Activity —
Write out only the lines from the start of the entries up to and including the line with "box: [359, 348, 705, 569]"; please skip the pictures.

Task input —
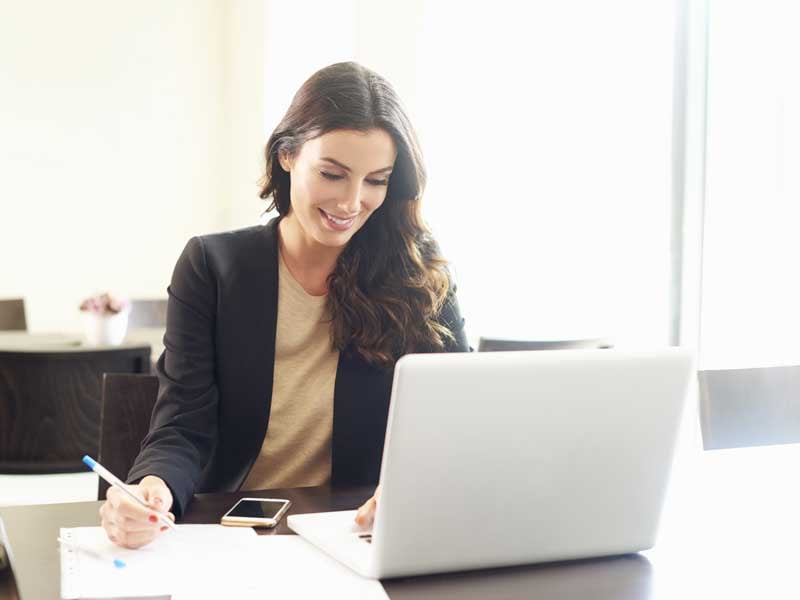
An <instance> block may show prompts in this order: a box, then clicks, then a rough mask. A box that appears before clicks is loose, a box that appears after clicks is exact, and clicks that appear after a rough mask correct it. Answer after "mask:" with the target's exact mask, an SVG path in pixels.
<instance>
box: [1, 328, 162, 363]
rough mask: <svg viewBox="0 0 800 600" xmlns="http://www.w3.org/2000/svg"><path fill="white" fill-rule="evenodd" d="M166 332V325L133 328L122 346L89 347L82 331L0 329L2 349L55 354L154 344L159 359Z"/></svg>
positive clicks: (102, 349)
mask: <svg viewBox="0 0 800 600" xmlns="http://www.w3.org/2000/svg"><path fill="white" fill-rule="evenodd" d="M164 331H165V330H164V328H163V327H153V328H142V329H130V330H129V331H128V333H127V335H126V336H125V339H124V340H123V343H122V345H120V346H89V345H87V344H86V343H85V342H84V340H83V338H82V336H81V335H80V334H78V333H29V332H26V331H0V351H6V352H8V351H10V352H46V353H55V352H83V351H86V350H104V349H108V348H140V347H142V346H150V348H151V353H152V356H153V361H155V360H156V359H158V357H159V356H160V355H161V352H163V351H164Z"/></svg>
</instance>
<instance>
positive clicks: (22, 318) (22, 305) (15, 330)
mask: <svg viewBox="0 0 800 600" xmlns="http://www.w3.org/2000/svg"><path fill="white" fill-rule="evenodd" d="M27 330H28V322H27V320H26V319H25V300H23V299H22V298H14V299H11V300H0V331H27Z"/></svg>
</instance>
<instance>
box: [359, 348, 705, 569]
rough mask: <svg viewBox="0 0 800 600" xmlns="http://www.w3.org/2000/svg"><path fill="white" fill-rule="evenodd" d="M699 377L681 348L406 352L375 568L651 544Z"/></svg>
mask: <svg viewBox="0 0 800 600" xmlns="http://www.w3.org/2000/svg"><path fill="white" fill-rule="evenodd" d="M692 372H693V361H692V358H691V355H690V354H689V353H688V352H686V351H684V350H681V349H677V348H668V349H663V350H658V351H650V352H632V351H622V350H567V351H565V350H561V351H539V352H493V353H461V354H426V355H408V356H405V357H403V358H402V359H401V360H400V361H398V363H397V365H396V367H395V373H394V386H393V391H392V402H391V408H390V413H389V422H388V426H387V436H386V441H385V446H384V455H383V464H382V470H381V486H382V488H381V490H382V491H381V499H380V502H379V503H378V510H377V514H376V518H375V525H374V528H373V544H372V548H373V549H372V552H374V554H373V555H372V560H373V561H374V562H373V568H372V569H371V570H373V571H374V572H375V574H376V575H377V576H379V577H394V576H403V575H418V574H423V573H434V572H441V571H451V570H464V569H470V568H485V567H492V566H505V565H513V564H526V563H535V562H543V561H553V560H564V559H574V558H584V557H591V556H601V555H611V554H621V553H627V552H634V551H638V550H643V549H646V548H649V547H651V546H652V545H653V543H654V539H655V535H656V531H657V527H658V518H659V514H660V511H661V506H662V503H663V498H664V494H665V489H666V485H667V480H668V475H669V471H670V466H671V463H672V456H673V451H674V446H675V442H676V437H677V430H678V424H679V421H680V417H681V412H682V408H683V405H684V403H685V398H686V395H687V391H688V386H689V381H690V376H691V373H692Z"/></svg>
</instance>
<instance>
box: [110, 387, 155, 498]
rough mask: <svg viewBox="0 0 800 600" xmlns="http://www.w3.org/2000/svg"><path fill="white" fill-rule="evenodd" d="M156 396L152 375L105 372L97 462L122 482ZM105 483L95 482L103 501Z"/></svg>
mask: <svg viewBox="0 0 800 600" xmlns="http://www.w3.org/2000/svg"><path fill="white" fill-rule="evenodd" d="M157 396H158V378H157V377H156V376H155V375H130V374H121V373H106V374H105V375H104V376H103V407H102V410H101V416H100V452H99V456H98V459H97V460H98V461H99V462H100V464H102V465H103V466H104V467H105V468H106V469H108V470H109V471H111V472H112V473H114V474H115V475H116V476H117V477H119V478H120V479H122V480H123V481H124V480H125V478H126V477H127V475H128V471H130V470H131V467H132V466H133V461H134V460H135V459H136V456H137V455H138V454H139V447H140V445H141V442H142V440H143V439H144V437H145V436H146V435H147V432H148V430H149V429H150V415H151V414H152V413H153V405H154V404H155V403H156V397H157ZM108 487H109V486H108V484H107V483H106V482H105V481H104V480H103V479H99V480H98V486H97V499H98V500H105V497H106V491H108Z"/></svg>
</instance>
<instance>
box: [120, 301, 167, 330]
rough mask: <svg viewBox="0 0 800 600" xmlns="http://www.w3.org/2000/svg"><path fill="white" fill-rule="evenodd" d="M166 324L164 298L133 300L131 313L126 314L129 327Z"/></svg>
mask: <svg viewBox="0 0 800 600" xmlns="http://www.w3.org/2000/svg"><path fill="white" fill-rule="evenodd" d="M166 326H167V301H166V299H164V300H161V299H159V300H151V299H148V300H144V299H142V300H133V301H132V302H131V314H130V315H129V316H128V327H129V328H130V329H142V328H145V327H166Z"/></svg>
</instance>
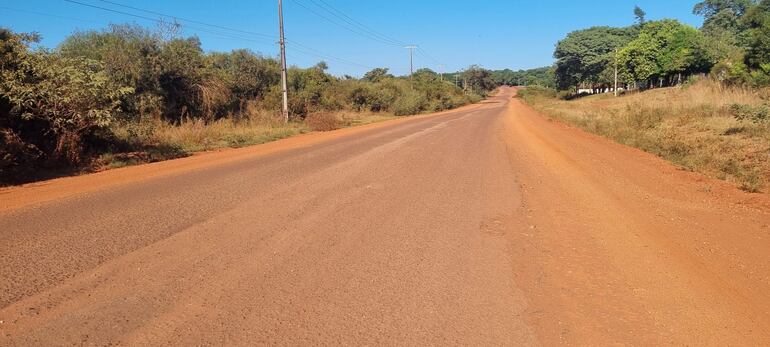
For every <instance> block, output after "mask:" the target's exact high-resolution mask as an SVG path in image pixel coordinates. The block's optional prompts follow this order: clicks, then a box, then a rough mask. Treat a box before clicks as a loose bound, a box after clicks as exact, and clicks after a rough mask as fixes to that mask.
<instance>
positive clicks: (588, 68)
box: [554, 27, 638, 89]
mask: <svg viewBox="0 0 770 347" xmlns="http://www.w3.org/2000/svg"><path fill="white" fill-rule="evenodd" d="M637 32H638V28H636V27H628V28H611V27H592V28H589V29H584V30H578V31H573V32H571V33H569V34H567V37H566V38H564V39H563V40H561V41H559V42H558V43H557V44H556V50H555V51H554V58H556V65H555V68H556V70H555V75H556V84H557V86H558V87H559V88H560V89H569V88H575V87H577V86H578V85H580V84H584V83H588V84H610V83H611V79H610V78H609V76H611V75H612V74H611V73H609V70H611V69H612V68H613V65H614V56H615V50H616V49H619V48H621V47H623V46H625V45H626V44H627V43H628V42H630V41H631V40H632V39H634V37H635V36H636V33H637Z"/></svg>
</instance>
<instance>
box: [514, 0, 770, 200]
mask: <svg viewBox="0 0 770 347" xmlns="http://www.w3.org/2000/svg"><path fill="white" fill-rule="evenodd" d="M693 12H694V13H695V14H699V15H702V16H703V17H704V23H703V26H702V27H701V28H700V29H696V28H693V27H690V26H688V25H685V24H682V23H679V22H677V21H675V20H670V19H664V20H660V21H647V20H646V18H645V13H644V11H643V10H642V9H640V8H638V7H637V8H636V9H635V10H634V15H635V16H636V18H637V22H636V24H635V25H632V26H629V27H625V28H612V27H593V28H589V29H584V30H578V31H575V32H572V33H570V34H568V35H567V37H566V38H564V39H563V40H561V41H559V43H558V44H557V45H556V50H555V52H554V57H555V58H556V63H555V65H554V67H553V71H554V74H553V85H554V86H555V87H556V88H547V87H537V86H535V87H529V88H527V89H525V90H521V91H520V92H519V96H520V97H521V98H523V99H524V100H525V101H526V102H527V103H529V104H531V105H532V106H533V107H535V108H536V109H538V110H539V111H542V112H543V113H544V114H546V115H548V116H550V117H552V118H555V119H558V120H561V121H564V122H566V123H569V124H572V125H575V126H578V127H580V128H583V129H585V130H587V131H590V132H593V133H596V134H599V135H602V136H606V137H609V138H611V139H614V140H616V141H618V142H620V143H623V144H626V145H629V146H634V147H637V148H641V149H643V150H645V151H648V152H651V153H654V154H656V155H659V156H661V157H663V158H665V159H668V160H670V161H672V162H674V163H676V164H677V165H680V166H682V167H684V168H686V169H689V170H693V171H697V172H701V173H704V174H707V175H710V176H712V177H717V178H721V179H725V180H728V181H732V182H735V183H736V184H738V185H739V186H740V187H741V188H742V189H744V190H746V191H750V192H757V191H760V190H761V189H763V187H766V186H767V184H768V182H770V45H769V44H768V42H770V0H762V1H758V2H756V1H752V0H706V1H702V2H700V3H698V4H696V5H695V7H694V9H693ZM616 63H617V67H618V76H619V84H620V87H621V88H622V89H621V90H620V97H618V98H615V97H613V94H612V93H606V92H609V91H612V88H613V87H614V73H615V66H616V65H615V64H616ZM589 94H598V95H592V96H589Z"/></svg>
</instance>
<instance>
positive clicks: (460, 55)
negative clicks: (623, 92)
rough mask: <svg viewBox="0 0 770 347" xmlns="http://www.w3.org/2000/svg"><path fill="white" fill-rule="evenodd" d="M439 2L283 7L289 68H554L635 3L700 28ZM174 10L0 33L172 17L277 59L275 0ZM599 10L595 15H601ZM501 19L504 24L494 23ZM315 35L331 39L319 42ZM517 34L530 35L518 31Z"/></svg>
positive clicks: (639, 1)
mask: <svg viewBox="0 0 770 347" xmlns="http://www.w3.org/2000/svg"><path fill="white" fill-rule="evenodd" d="M436 3H437V2H435V1H428V2H422V3H419V4H412V6H413V8H412V9H413V11H410V12H403V11H401V9H402V8H403V7H404V6H405V5H409V4H408V2H406V1H403V0H398V1H392V2H382V3H360V2H353V1H331V0H326V1H323V0H288V1H285V2H284V20H285V23H286V40H287V57H288V63H289V65H291V66H297V67H302V68H306V67H310V66H313V65H315V64H317V63H318V62H319V61H325V62H327V64H328V65H329V70H328V71H329V72H330V73H331V74H333V75H337V76H343V75H350V76H356V77H360V76H362V75H363V74H364V73H365V72H366V71H369V70H371V69H372V68H375V67H387V68H389V69H390V71H391V73H393V74H395V75H407V74H408V71H409V53H408V50H407V49H405V48H403V45H402V44H407V43H408V44H416V45H418V46H419V49H417V50H415V54H414V64H415V70H417V69H420V68H429V69H431V70H433V71H436V72H445V73H448V72H456V71H460V70H462V69H463V68H465V67H468V66H470V65H480V66H482V67H484V68H487V69H491V70H504V69H510V70H514V71H518V70H526V69H532V68H538V67H544V66H550V65H552V64H553V62H554V59H553V48H554V46H555V44H556V42H558V40H560V39H562V38H563V37H564V36H566V34H567V33H569V32H571V31H574V30H579V29H582V28H586V27H592V26H628V25H632V24H633V21H634V17H633V8H634V6H635V5H638V6H640V7H641V8H642V9H644V10H645V11H646V12H647V16H648V19H649V20H658V19H663V18H672V19H676V20H679V21H681V22H683V23H685V24H688V25H692V26H694V27H699V26H700V24H701V18H700V17H698V16H696V15H693V14H692V7H693V5H694V4H695V3H696V1H686V2H676V3H675V4H670V3H668V2H665V1H659V0H655V1H641V2H640V1H619V2H616V3H612V4H594V3H591V4H576V3H572V2H560V1H557V2H556V3H559V5H560V6H558V8H555V9H554V8H549V6H553V3H554V2H551V3H549V4H530V3H512V2H504V1H493V2H491V3H490V5H488V6H484V7H467V6H465V7H463V6H464V5H463V4H461V3H457V2H453V3H449V4H442V6H443V7H442V6H438V5H435V6H433V5H434V4H436ZM179 5H180V2H179V1H166V2H161V3H153V2H150V1H148V0H141V1H134V2H131V3H127V2H122V1H101V0H73V1H66V0H61V1H59V0H33V1H29V2H26V3H24V4H13V5H12V6H4V5H0V13H5V14H7V16H6V21H5V23H4V24H3V26H5V27H8V28H9V29H11V30H13V31H16V32H37V33H39V34H40V35H41V37H42V40H41V42H40V46H43V47H47V48H52V49H53V48H56V47H57V46H58V45H59V44H60V43H61V42H62V41H63V40H64V39H65V38H66V37H67V36H68V35H71V34H72V33H74V32H77V31H88V30H103V29H105V28H107V27H108V26H109V25H110V24H138V25H140V26H143V27H146V28H155V27H157V25H158V22H159V21H160V20H163V21H166V22H171V21H173V18H176V19H177V22H178V23H179V24H181V27H180V31H179V33H178V34H179V36H181V37H190V36H197V37H198V38H199V39H200V41H201V47H202V48H203V50H204V51H206V52H215V51H216V52H227V51H231V50H234V49H249V50H252V51H254V52H256V53H259V54H262V55H264V56H269V57H277V55H278V45H277V44H275V43H274V42H276V41H277V37H278V34H277V32H278V30H277V29H278V28H277V4H276V2H275V1H269V2H268V1H262V2H257V3H250V4H236V3H235V2H233V1H230V2H227V3H221V2H219V3H209V2H207V3H202V2H196V3H195V4H194V5H192V6H191V5H190V4H186V6H179ZM236 5H238V6H244V7H243V10H241V11H235V12H234V11H232V9H233V8H235V6H236ZM97 7H99V8H97ZM599 8H601V11H597V9H599ZM521 13H527V14H528V15H522V14H521ZM160 14H163V15H169V16H168V17H165V16H161V15H160ZM508 14H510V15H508ZM529 14H531V15H529ZM671 14H674V15H673V16H672V15H671ZM392 18H399V21H398V23H397V24H399V25H389V23H388V22H389V21H391V20H392ZM567 19H569V20H567ZM501 21H507V24H509V25H503V26H500V25H499V24H500V23H501ZM455 23H463V25H456V24H455ZM223 28H227V29H223ZM492 28H494V30H493V29H492ZM533 29H534V30H533ZM319 31H324V32H326V33H327V34H326V35H317V34H316V33H318V32H319ZM523 31H527V32H528V33H531V34H532V35H520V34H518V33H520V32H523ZM501 42H502V43H503V44H501ZM458 47H461V48H462V49H458ZM442 66H443V68H442Z"/></svg>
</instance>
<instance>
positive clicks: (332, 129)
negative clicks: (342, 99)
mask: <svg viewBox="0 0 770 347" xmlns="http://www.w3.org/2000/svg"><path fill="white" fill-rule="evenodd" d="M305 122H306V123H307V126H308V127H310V129H311V130H314V131H331V130H335V129H339V128H340V127H341V124H342V122H341V121H340V119H339V117H337V115H336V114H334V113H331V112H315V113H311V114H308V115H307V117H305Z"/></svg>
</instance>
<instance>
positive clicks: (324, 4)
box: [310, 0, 406, 46]
mask: <svg viewBox="0 0 770 347" xmlns="http://www.w3.org/2000/svg"><path fill="white" fill-rule="evenodd" d="M310 2H312V3H313V4H314V5H316V6H318V7H319V8H321V9H323V10H324V11H326V12H328V13H330V14H331V15H333V16H335V17H337V18H339V19H340V20H342V21H344V22H345V23H348V24H350V25H352V26H354V27H356V28H358V29H360V30H361V31H363V32H365V33H367V34H368V35H370V36H371V37H373V38H374V39H375V40H378V41H385V42H389V44H390V45H394V46H404V45H406V43H404V42H402V41H399V40H396V39H394V38H391V37H388V36H387V35H384V34H381V33H379V32H377V31H375V30H373V29H371V28H369V27H367V26H366V25H364V24H363V23H361V22H359V21H357V20H355V19H353V18H352V17H350V16H348V15H347V14H345V13H344V12H342V11H340V10H339V9H337V8H335V7H334V6H332V5H331V4H329V3H328V2H326V1H323V0H318V1H316V0H310Z"/></svg>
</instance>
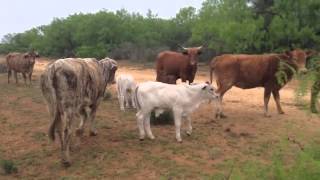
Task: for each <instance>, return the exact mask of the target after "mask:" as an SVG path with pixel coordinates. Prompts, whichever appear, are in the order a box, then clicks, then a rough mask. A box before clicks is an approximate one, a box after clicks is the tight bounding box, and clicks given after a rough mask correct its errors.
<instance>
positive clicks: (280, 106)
mask: <svg viewBox="0 0 320 180" xmlns="http://www.w3.org/2000/svg"><path fill="white" fill-rule="evenodd" d="M272 95H273V98H274V101H275V102H276V105H277V110H278V113H279V114H284V112H283V110H282V108H281V105H280V94H279V90H272Z"/></svg>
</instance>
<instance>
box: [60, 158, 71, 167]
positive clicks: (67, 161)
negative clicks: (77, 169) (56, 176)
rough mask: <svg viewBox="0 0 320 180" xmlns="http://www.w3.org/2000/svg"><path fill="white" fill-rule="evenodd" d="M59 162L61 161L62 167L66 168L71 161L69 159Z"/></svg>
mask: <svg viewBox="0 0 320 180" xmlns="http://www.w3.org/2000/svg"><path fill="white" fill-rule="evenodd" d="M61 163H62V165H63V167H65V168H68V167H70V166H71V163H70V162H69V161H66V160H62V162H61Z"/></svg>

Final answer —
An <instance> block may show prompts in this order: a box, then clicks, then a rough mask. A box that appears before clicks is loose, a box that appears after clicks is exact, and clicks that appear after a rough mask correct it. Answer after "mask:" with the target's exact mask, an SVG path in pixels.
<instance>
box: [1, 328, 162, 363]
rough mask: <svg viewBox="0 0 800 600" xmlns="http://www.w3.org/2000/svg"><path fill="white" fill-rule="evenodd" d="M166 332V325L133 328L122 346L89 347L82 331L0 329L2 349L55 354L154 344L159 359Z"/></svg>
positive clicks: (102, 349)
mask: <svg viewBox="0 0 800 600" xmlns="http://www.w3.org/2000/svg"><path fill="white" fill-rule="evenodd" d="M164 331H165V330H164V328H163V327H153V328H142V329H130V330H129V331H128V333H127V335H126V336H125V339H124V340H123V343H122V345H120V346H89V345H87V344H86V343H85V342H84V340H83V338H82V336H81V335H80V334H78V333H29V332H26V331H0V351H6V352H8V351H10V352H46V353H55V352H83V351H86V350H104V349H108V348H140V347H142V346H150V348H151V353H152V356H153V361H155V360H156V359H158V357H159V356H160V355H161V352H163V351H164Z"/></svg>
</instance>
<instance>
positive clicks: (22, 318) (22, 305) (15, 330)
mask: <svg viewBox="0 0 800 600" xmlns="http://www.w3.org/2000/svg"><path fill="white" fill-rule="evenodd" d="M27 330H28V322H27V320H26V319H25V300H23V299H22V298H14V299H11V300H0V331H27Z"/></svg>
</instance>
<instance>
box: [359, 348, 705, 569]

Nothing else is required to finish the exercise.